Task description
Can you reproduce, word for word, the lines of the listing below from the line containing "Which pixel lies on the shirt" up to and including the line containing "pixel 181 185", and nothing else?

----- Listed entries

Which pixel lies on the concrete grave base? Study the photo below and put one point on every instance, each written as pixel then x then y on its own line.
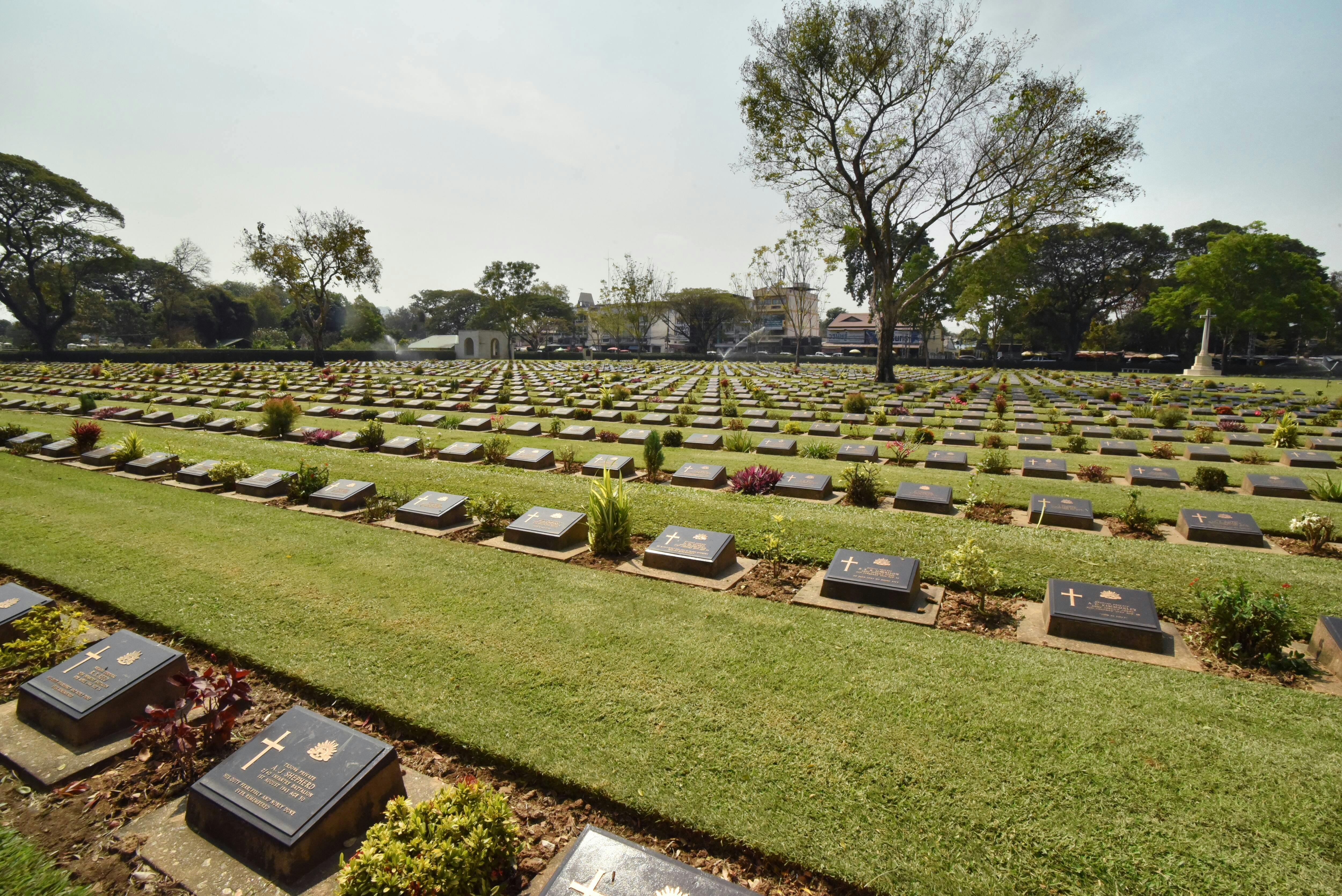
pixel 1176 654
pixel 1173 537
pixel 211 487
pixel 723 583
pixel 925 615
pixel 48 762
pixel 156 478
pixel 425 530
pixel 256 500
pixel 207 870
pixel 536 552
pixel 1022 518
pixel 323 512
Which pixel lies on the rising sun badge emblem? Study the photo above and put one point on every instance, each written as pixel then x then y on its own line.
pixel 324 750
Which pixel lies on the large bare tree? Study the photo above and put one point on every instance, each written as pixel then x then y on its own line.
pixel 324 250
pixel 902 119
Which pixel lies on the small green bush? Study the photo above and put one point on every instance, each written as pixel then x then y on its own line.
pixel 1243 627
pixel 460 843
pixel 862 482
pixel 1210 479
pixel 610 517
pixel 309 479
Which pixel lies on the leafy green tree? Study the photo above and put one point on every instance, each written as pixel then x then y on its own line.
pixel 1081 275
pixel 363 322
pixel 1253 282
pixel 52 245
pixel 900 115
pixel 447 312
pixel 324 249
pixel 698 316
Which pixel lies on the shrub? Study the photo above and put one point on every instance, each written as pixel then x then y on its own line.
pixel 968 565
pixel 132 449
pixel 371 435
pixel 901 453
pixel 278 415
pixel 308 479
pixel 819 451
pixel 1094 474
pixel 46 638
pixel 320 436
pixel 756 479
pixel 1135 517
pixel 1326 489
pixel 230 471
pixel 740 442
pixel 497 449
pixel 1171 418
pixel 1288 434
pixel 86 435
pixel 1314 529
pixel 1210 479
pixel 1245 627
pixel 458 843
pixel 862 482
pixel 995 462
pixel 492 512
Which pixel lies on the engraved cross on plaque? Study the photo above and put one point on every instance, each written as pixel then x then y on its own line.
pixel 270 745
pixel 90 655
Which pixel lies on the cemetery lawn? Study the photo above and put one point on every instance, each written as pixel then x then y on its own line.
pixel 906 760
pixel 26 871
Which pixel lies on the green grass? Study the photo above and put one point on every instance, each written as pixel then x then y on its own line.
pixel 25 871
pixel 812 533
pixel 914 761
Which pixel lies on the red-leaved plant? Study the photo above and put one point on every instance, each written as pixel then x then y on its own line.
pixel 755 481
pixel 223 695
pixel 85 434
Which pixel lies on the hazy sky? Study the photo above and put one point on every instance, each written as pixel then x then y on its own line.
pixel 571 133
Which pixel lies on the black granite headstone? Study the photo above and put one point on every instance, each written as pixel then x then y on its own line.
pixel 556 530
pixel 603 864
pixel 268 483
pixel 15 603
pixel 531 459
pixel 1273 486
pixel 619 466
pixel 1220 528
pixel 433 509
pixel 1118 616
pixel 932 500
pixel 700 477
pixel 343 496
pixel 1153 477
pixel 873 579
pixel 296 793
pixel 100 690
pixel 814 486
pixel 1055 510
pixel 694 552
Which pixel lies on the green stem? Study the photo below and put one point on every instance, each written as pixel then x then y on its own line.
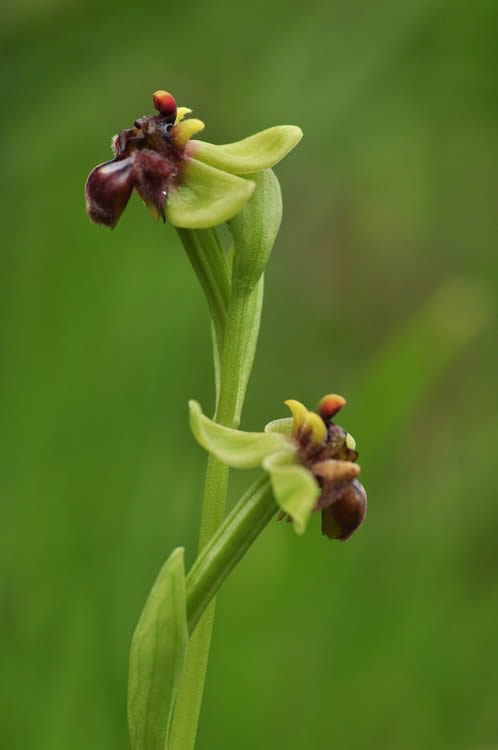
pixel 228 545
pixel 241 327
pixel 208 261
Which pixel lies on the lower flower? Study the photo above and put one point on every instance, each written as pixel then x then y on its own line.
pixel 311 462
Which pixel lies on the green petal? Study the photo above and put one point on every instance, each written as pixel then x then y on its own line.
pixel 243 450
pixel 260 151
pixel 206 197
pixel 295 490
pixel 284 426
pixel 157 657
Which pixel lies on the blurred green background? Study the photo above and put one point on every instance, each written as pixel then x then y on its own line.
pixel 381 288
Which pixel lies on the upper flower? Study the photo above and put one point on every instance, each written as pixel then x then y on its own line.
pixel 311 462
pixel 192 183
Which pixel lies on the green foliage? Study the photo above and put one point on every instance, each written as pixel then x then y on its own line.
pixel 157 657
pixel 104 339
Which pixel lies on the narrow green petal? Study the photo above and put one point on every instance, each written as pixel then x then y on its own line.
pixel 206 197
pixel 253 154
pixel 283 426
pixel 295 490
pixel 157 657
pixel 243 450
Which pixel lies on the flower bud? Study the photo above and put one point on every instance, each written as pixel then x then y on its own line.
pixel 165 104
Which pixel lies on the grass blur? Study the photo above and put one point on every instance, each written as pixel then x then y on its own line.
pixel 381 288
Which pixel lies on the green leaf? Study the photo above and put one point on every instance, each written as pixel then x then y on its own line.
pixel 294 487
pixel 243 450
pixel 253 154
pixel 206 197
pixel 284 426
pixel 157 657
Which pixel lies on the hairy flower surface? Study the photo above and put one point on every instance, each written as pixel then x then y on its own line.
pixel 193 184
pixel 310 460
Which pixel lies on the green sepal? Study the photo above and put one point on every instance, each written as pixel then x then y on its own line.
pixel 157 657
pixel 284 426
pixel 242 450
pixel 206 197
pixel 294 488
pixel 253 154
pixel 254 230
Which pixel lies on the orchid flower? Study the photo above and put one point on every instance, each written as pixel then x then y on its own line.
pixel 310 460
pixel 193 184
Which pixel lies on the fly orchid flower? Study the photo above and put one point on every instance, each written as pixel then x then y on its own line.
pixel 310 460
pixel 194 184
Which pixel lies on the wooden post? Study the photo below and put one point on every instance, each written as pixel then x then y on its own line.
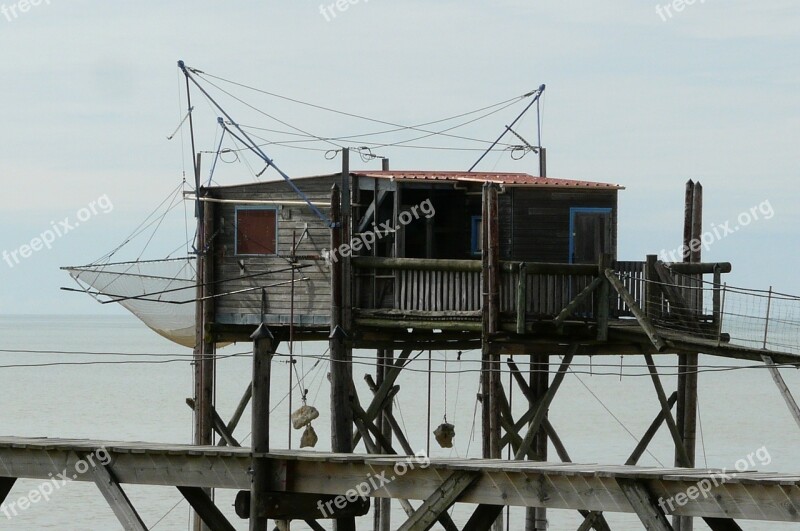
pixel 536 518
pixel 688 218
pixel 383 507
pixel 688 362
pixel 204 344
pixel 522 297
pixel 490 276
pixel 542 162
pixel 603 299
pixel 652 293
pixel 341 380
pixel 263 350
pixel 485 317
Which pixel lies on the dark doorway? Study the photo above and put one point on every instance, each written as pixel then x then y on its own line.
pixel 590 234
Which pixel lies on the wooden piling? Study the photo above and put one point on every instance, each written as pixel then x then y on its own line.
pixel 341 380
pixel 263 350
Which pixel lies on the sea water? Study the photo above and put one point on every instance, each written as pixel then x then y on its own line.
pixel 122 382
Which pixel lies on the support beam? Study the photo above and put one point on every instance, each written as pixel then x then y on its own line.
pixel 666 409
pixel 539 378
pixel 6 484
pixel 440 500
pixel 483 517
pixel 597 520
pixel 379 400
pixel 644 504
pixel 678 305
pixel 390 419
pixel 577 301
pixel 444 518
pixel 783 388
pixel 237 414
pixel 541 410
pixel 205 509
pixel 112 491
pixel 219 425
pixel 722 524
pixel 644 442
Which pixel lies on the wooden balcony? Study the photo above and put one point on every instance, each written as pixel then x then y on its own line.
pixel 450 294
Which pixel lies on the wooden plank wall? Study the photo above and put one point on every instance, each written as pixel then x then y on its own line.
pixel 540 221
pixel 312 297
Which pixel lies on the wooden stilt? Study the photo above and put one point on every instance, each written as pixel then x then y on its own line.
pixel 666 409
pixel 341 376
pixel 264 347
pixel 204 351
pixel 536 517
pixel 6 484
pixel 205 508
pixel 783 388
pixel 219 426
pixel 237 414
pixel 385 504
pixel 439 501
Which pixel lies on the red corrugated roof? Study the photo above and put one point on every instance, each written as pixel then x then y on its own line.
pixel 515 179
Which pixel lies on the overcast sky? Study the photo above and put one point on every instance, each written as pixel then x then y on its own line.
pixel 643 97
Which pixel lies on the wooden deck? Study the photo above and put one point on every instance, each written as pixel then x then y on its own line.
pixel 748 495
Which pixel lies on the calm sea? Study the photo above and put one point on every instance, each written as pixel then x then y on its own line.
pixel 124 395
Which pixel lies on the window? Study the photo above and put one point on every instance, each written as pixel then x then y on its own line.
pixel 256 231
pixel 477 235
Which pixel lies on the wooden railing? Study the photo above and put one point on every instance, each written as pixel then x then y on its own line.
pixel 528 292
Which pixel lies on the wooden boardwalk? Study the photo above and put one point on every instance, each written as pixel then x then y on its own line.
pixel 717 494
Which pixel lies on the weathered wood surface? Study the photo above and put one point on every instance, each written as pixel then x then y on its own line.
pixel 748 495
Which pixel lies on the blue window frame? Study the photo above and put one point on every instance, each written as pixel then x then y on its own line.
pixel 476 242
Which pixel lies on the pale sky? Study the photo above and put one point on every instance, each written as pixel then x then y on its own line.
pixel 90 91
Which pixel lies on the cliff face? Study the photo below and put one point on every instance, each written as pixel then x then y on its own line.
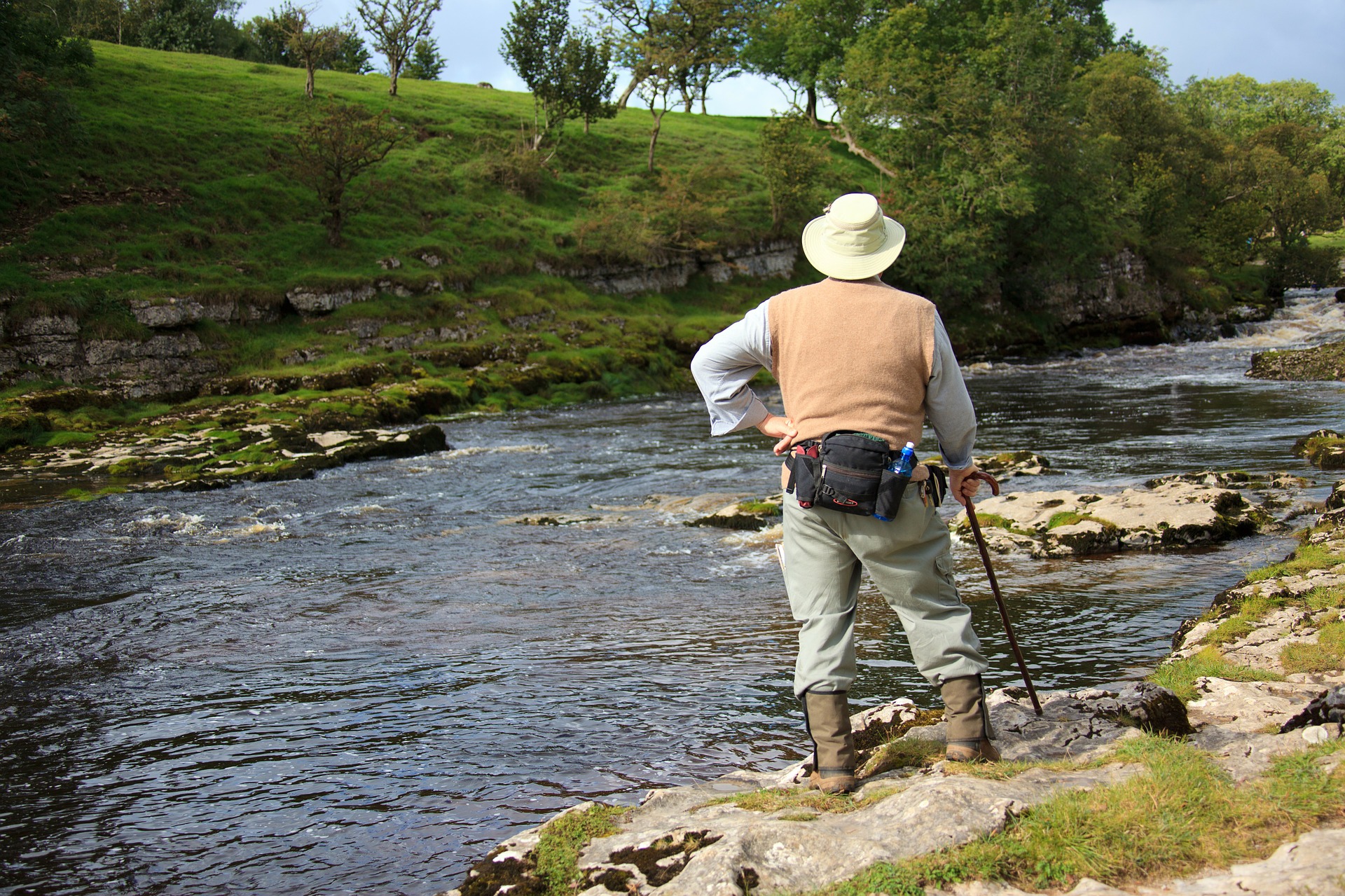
pixel 766 260
pixel 170 361
pixel 1124 299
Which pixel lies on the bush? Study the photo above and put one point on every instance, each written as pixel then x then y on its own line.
pixel 1302 266
pixel 514 167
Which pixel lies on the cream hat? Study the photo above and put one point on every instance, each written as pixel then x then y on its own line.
pixel 853 240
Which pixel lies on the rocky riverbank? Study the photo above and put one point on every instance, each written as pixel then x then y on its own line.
pixel 1253 685
pixel 201 450
pixel 1320 364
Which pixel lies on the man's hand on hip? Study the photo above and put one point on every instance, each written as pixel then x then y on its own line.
pixel 779 428
pixel 960 486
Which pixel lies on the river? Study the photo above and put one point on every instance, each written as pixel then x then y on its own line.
pixel 361 682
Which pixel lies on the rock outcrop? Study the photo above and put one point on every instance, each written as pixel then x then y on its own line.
pixel 1317 364
pixel 195 457
pixel 766 260
pixel 1173 513
pixel 1311 864
pixel 1323 448
pixel 743 832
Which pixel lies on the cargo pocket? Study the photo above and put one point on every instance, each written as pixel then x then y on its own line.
pixel 947 586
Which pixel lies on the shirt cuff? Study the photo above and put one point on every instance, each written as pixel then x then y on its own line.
pixel 960 462
pixel 754 415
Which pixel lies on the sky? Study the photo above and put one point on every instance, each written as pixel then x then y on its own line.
pixel 1266 39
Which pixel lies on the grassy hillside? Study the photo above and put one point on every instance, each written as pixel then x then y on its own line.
pixel 181 185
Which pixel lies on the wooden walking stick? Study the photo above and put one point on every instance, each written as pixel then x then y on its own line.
pixel 994 584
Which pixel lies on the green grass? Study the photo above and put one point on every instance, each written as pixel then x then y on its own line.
pixel 1305 558
pixel 1325 656
pixel 773 799
pixel 1328 240
pixel 1178 817
pixel 563 840
pixel 995 521
pixel 1180 676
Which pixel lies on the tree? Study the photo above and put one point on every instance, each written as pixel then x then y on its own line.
pixel 111 20
pixel 654 89
pixel 36 60
pixel 187 26
pixel 396 27
pixel 1239 106
pixel 352 54
pixel 269 36
pixel 588 78
pixel 697 41
pixel 799 42
pixel 425 62
pixel 311 48
pixel 333 150
pixel 792 166
pixel 534 48
pixel 709 36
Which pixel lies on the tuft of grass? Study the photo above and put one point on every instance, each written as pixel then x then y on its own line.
pixel 904 754
pixel 558 849
pixel 1305 558
pixel 764 507
pixel 1180 676
pixel 995 521
pixel 1325 656
pixel 1182 814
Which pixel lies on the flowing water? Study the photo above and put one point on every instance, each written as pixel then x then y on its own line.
pixel 361 682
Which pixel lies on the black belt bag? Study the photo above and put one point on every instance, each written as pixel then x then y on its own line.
pixel 846 471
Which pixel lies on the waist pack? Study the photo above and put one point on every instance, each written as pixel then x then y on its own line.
pixel 846 471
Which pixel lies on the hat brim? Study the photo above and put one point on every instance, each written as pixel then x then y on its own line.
pixel 834 264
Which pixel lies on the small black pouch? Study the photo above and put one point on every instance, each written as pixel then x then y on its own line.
pixel 805 471
pixel 852 471
pixel 891 489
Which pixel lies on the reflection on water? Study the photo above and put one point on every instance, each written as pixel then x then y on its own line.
pixel 364 681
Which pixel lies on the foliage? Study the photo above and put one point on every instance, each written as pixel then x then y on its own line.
pixel 1241 106
pixel 1178 817
pixel 802 42
pixel 687 43
pixel 589 78
pixel 36 61
pixel 352 54
pixel 1023 146
pixel 336 147
pixel 311 48
pixel 425 62
pixel 269 36
pixel 396 27
pixel 1328 654
pixel 568 71
pixel 187 26
pixel 533 43
pixel 1180 676
pixel 792 165
pixel 563 840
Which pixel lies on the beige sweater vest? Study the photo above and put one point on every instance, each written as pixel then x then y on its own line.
pixel 853 355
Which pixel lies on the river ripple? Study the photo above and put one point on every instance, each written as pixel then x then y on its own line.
pixel 358 684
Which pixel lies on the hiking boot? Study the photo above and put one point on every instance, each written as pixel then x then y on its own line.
pixel 967 722
pixel 827 717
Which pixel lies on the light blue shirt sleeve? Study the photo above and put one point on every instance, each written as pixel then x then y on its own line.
pixel 724 366
pixel 947 403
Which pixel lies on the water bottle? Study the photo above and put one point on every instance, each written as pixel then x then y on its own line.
pixel 907 462
pixel 892 489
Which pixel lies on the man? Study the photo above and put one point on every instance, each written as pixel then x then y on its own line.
pixel 855 354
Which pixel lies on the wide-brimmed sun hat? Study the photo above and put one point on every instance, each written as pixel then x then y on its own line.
pixel 853 240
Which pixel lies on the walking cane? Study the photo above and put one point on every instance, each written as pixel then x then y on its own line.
pixel 994 586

----------

Exercise answer
Which pixel lies on the shirt cuff? Study the photo above and put one point on every instance, each written as pixel then x then y on its own line.
pixel 960 462
pixel 754 415
Which pixel lies on the sky? Study the photo above and put one point on every instance, each written as pixel then x then y on its own line.
pixel 1266 39
Which pixel lies on the grassy hillside? Study the photo above and put one point on every instance, each written as pixel then x then y on its own line.
pixel 181 185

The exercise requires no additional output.